**THE TASK:** Reproduce all of the records below line for line, changing nothing.

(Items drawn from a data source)
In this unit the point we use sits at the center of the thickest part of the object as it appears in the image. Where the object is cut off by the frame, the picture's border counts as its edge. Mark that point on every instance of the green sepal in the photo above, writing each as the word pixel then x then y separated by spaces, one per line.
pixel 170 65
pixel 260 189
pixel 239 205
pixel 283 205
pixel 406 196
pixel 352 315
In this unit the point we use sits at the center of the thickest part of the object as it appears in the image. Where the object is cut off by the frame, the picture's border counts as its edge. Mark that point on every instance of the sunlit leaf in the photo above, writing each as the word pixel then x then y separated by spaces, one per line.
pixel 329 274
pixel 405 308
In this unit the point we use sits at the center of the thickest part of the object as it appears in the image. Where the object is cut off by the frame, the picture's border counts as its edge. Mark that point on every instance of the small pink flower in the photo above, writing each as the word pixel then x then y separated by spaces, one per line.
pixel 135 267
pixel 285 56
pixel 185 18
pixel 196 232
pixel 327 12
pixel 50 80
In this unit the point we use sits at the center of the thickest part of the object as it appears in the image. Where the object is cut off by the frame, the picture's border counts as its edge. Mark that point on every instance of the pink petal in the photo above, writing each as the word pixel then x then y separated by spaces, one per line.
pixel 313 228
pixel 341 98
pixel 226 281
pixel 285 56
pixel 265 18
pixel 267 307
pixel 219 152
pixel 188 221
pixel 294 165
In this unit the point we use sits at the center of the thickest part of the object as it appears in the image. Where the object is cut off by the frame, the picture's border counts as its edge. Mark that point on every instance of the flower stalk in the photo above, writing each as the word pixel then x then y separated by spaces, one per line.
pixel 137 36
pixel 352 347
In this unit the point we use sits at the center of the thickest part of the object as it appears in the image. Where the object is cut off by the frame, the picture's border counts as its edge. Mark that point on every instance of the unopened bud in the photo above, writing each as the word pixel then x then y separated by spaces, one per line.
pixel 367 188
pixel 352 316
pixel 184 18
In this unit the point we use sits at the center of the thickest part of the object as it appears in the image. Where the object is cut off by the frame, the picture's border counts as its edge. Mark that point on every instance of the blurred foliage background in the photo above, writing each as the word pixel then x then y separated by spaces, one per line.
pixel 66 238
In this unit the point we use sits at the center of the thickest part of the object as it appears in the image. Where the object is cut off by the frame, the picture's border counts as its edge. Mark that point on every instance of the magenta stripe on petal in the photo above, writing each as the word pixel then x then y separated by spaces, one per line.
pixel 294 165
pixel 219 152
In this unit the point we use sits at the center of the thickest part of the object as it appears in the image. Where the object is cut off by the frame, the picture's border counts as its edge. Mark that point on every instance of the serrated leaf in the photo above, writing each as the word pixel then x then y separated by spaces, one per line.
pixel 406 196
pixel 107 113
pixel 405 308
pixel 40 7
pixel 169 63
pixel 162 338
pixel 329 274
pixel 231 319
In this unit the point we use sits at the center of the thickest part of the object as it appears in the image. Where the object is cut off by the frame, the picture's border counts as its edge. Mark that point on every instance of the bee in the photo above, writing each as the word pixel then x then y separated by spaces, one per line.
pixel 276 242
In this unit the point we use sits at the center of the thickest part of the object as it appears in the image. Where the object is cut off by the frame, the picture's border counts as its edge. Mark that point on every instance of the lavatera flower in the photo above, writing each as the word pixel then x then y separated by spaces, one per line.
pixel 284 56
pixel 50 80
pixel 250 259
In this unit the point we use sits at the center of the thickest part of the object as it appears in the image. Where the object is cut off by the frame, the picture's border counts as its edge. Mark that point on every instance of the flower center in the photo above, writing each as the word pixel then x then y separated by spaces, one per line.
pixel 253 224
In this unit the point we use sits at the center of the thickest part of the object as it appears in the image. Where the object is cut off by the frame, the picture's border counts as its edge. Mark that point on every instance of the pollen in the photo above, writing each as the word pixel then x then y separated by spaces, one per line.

**WRITTEN SOLUTION:**
In this unit the point we use sits at the center of the thickest part of the object as it appears in the image. Where the object is cut off by the frame, the picture's border counts as its edge. Mark that point on every instance of the green sepal in the photo above, writing each as the word pixel then x then y separated by spaces, one per line.
pixel 170 65
pixel 260 189
pixel 239 205
pixel 283 205
pixel 406 196
pixel 352 315
In this unit the point we use sits at the center of the thickest part of the object as it appears in the image. Where the object is cut off by the frame, the picture's border counts as its edge. Mark that point on every instance of the sunlit leaf in the photo above, writing each as the word pixel then x then y separated by spaces, one per line.
pixel 329 274
pixel 405 308
In this unit the point we use sits at the center of the thickest part of the object as it appears in the image. Where the object is cut off by the frame, the picture's border counts as its edge. Mark that point on every instance of the small pink flower in the photo above, writing each as the word pixel then x then y separated by spaces, one per line.
pixel 135 267
pixel 285 56
pixel 185 18
pixel 196 232
pixel 327 12
pixel 50 80
In this unit the point we use sits at the center of the thickest part of the object as it appears in the image. Where the object is cut off by the frame, the picture's border counts as its edge. Mark that point on every instance of the pink petal in the photo above, writing each as the word pixel then x then y separated by spaces, one per line.
pixel 313 228
pixel 341 98
pixel 226 281
pixel 285 56
pixel 265 18
pixel 267 307
pixel 219 152
pixel 188 221
pixel 294 165
In this unit the point we use sits at the center of the thickest part of the object as it appears in the image. Where the object is cut off by the frame, the picture's border counts as its edge. Mark that point on every instance of the flower stalk in the photo above, writing each as the word pixel then x then y separated by spaces, one per line.
pixel 137 36
pixel 352 347
In this unit the point we use sits at the center of the thickest part of the object as it appears in the image. Where the object is cut off by the frame, the picture's border counts as its edge. Mark that point on every instance of the unopened bud in the photo above, writing each as the word pixel then x then y separated by spaces, one per line.
pixel 367 188
pixel 352 316
pixel 184 18
In this unit the point we use sits at the center of the thickest part of the object as it appears in the image. Where the object is cut off by the frame, the picture's border counts as its edge. Mark that point on every instance of the blurred foliage background in the photo above, writing each as the word pixel then x then y separated by spaces, one per line.
pixel 66 238
In this unit the point we use sits at the center of the thickest part of the object as it appears in the image. Where the object is cut off by the frame, the picture's border counts as its edge. Mark that point on every instance of the magenta stripe on petal in the photo above, writing each as the word pixel then x then y separated by spaces, one per line.
pixel 294 165
pixel 219 152
In this unit the point we use sits at the center of the thickest part of the object as it appears in the image. Where the object is cut off by the frame, the picture's border counts as its edge. Mark that point on every instance of the serrated leaf in the photo above, writing each as the word pixel then x then y separated by spaces, one per line.
pixel 406 196
pixel 107 113
pixel 405 308
pixel 40 7
pixel 169 63
pixel 162 338
pixel 329 274
pixel 231 319
In this unit the point we use sits at the center of the thickest part of the object as it appears in the image. Where the object is cut off by the frame, the picture's border counts as its edge. Mark that point on every instance of the bee in the photo above, writing each as the word pixel then x then y separated by spaces, one per line.
pixel 276 242
In this unit the point we use sits at the center of the thickest part of the object as it appears in the image. Where the object is cut off by the frame, the picture's border counts as its edge. Mark that point on every instance of the lavatera flower in the photo above, writing each as the word pixel then x then y separated by spaces, one per line.
pixel 284 56
pixel 50 80
pixel 250 259
In this unit the point we use sits at the center of the thickest part of the object as it appears in the image. Where the object is cut off by the frame, the picture's border counts as its edge. Mark that point on every instance of the flower center in the photo above, writing each as the word pixel then x then y separated by spaces, one per line.
pixel 253 224
In this unit the point we use sits at the center of the thickest part of the object as it appears in the image. Where the object is cut off by the frame, the picture's border counts as its edge. Mark that point on every instance of the pollen in the photo above, writing each as the word pixel then x then y separated by spaces, one per line.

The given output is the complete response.